══ SOURCE ══
Some being, the only other besides me and my guide, reached in and down, picked up a blanket bundle and handed it to me, motioning me to open it. A gift, I assumed. I was too stunned to open it initially, but, sans words, knew I must. Gingerly, I peeled back the cloth layers and almost dropped the package. It was like nothing I had ever seen: a primal embryo, shining. At first glance, I was repulsed. I had expected a human infant, my ridiculously human response. 

Yet, as I held this entity, a deep understanding swelled in me – one of those brief and rare glimmers of Truth. I was being handed my own soul, unmarked in all of its naked beauty, oozing only love. This was me! And I had been given a precious journey inside the tree of life.

Today, the second incident arrived during centering prayer, bursting in with no guide. I was in the tree again, rising toward the top with no memory of entering through the roots. Just plopped there, rising higher and higher as the tree grew narrower and, eventually into a thin line, the line graying to nothing.

Nothing. That's the beginning and end. The place of Spirit, our birthplace. It is the nothingness of love. The higher up one travels within the tree, the less formed the beings in basinettes become. The less formed they are, the more pure they are as they approach the Nothingness of Love. This is our origin. The nothingness is magical and like the ether, ether[ial]. Not even a place, but a way void of emotion and thinking. This Nothingness of Love is pure being.
═══
══ RECORD SET ══
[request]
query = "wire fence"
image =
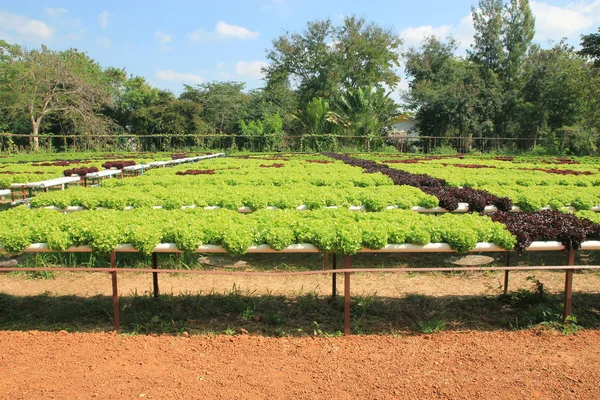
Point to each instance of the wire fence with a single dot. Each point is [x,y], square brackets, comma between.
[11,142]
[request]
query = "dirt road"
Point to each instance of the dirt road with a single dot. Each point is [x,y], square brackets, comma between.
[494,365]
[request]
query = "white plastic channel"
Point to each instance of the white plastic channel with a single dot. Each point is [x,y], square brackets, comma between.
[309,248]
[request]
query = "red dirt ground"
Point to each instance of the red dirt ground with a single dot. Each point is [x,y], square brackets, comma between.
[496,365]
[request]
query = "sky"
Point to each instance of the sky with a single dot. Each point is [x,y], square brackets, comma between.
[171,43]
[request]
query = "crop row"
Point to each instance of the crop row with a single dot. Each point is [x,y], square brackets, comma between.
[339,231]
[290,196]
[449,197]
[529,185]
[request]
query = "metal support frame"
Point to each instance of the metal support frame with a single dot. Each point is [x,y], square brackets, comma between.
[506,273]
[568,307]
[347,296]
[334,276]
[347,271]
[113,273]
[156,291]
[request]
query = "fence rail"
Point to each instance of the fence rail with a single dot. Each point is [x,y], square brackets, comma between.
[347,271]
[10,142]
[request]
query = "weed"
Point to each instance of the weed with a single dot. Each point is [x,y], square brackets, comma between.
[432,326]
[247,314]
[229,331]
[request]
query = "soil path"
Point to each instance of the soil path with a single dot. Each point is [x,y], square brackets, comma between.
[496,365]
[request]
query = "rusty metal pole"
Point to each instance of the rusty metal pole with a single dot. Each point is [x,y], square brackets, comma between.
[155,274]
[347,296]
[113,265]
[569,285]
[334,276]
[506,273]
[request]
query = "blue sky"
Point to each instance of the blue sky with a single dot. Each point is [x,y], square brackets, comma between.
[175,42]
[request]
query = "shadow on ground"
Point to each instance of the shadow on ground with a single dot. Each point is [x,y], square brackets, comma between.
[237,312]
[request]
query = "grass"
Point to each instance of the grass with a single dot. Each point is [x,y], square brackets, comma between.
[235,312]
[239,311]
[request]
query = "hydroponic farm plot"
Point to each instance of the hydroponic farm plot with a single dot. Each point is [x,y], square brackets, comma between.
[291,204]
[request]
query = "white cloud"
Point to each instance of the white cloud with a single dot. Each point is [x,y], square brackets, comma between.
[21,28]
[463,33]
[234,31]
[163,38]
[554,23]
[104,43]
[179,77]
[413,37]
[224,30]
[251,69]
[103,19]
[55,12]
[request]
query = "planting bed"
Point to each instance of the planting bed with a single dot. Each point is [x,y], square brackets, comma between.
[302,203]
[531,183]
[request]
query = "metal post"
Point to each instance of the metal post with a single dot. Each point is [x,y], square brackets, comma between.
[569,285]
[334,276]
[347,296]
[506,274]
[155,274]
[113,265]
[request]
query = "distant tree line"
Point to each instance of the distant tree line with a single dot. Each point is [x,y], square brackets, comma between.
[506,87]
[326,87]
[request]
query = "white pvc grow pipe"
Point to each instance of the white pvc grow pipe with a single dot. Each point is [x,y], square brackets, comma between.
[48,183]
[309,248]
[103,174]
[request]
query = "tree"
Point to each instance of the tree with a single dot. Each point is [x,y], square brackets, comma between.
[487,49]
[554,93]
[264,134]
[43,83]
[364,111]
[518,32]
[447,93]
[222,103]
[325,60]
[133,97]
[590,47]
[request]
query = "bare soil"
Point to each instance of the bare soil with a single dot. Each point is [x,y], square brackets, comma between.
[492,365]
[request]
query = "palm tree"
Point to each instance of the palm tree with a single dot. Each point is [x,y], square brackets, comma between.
═══
Return the passage about the tree of life word for word, in full.

RESULT FOR THIS TASK -
Some being, the only other besides me and my guide, reached in and down, picked up a blanket bundle and handed it to me, motioning me to open it. A gift, I assumed. I was too stunned to open it initially, but, sans words, knew I must. Gingerly, I peeled back the cloth layers and almost dropped the package. It was like nothing I had ever seen: a primal embryo, shining. At first glance, I was repulsed. I had expected a human infant, my ridiculously human response. 

Yet, as I held this entity, a deep understanding swelled in me – one of those brief and rare glimmers of Truth. I was being handed my own soul, unmarked in all of its naked beauty, oozing only love. This was me! And I had been given a precious journey inside the tree of life.

Today, the second incident arrived during centering prayer, bursting in with no guide. I was in the tree again, rising toward the top with no memory of entering through the roots. Just plopped there, rising higher and higher as the tree grew narrower and, eventually into a thin line, the line graying to nothing.

Nothing. That's the beginning and end. The place of Spirit, our birthplace. It is the nothingness of love. The higher up one travels within the tree, the less formed the beings in basinettes become. The less formed they are, the more pure they are as they approach the Nothingness of Love. This is our origin. The nothingness is magical and like the ether, ether[ial]. Not even a place, but a way void of emotion and thinking. This Nothingness of Love is pure being.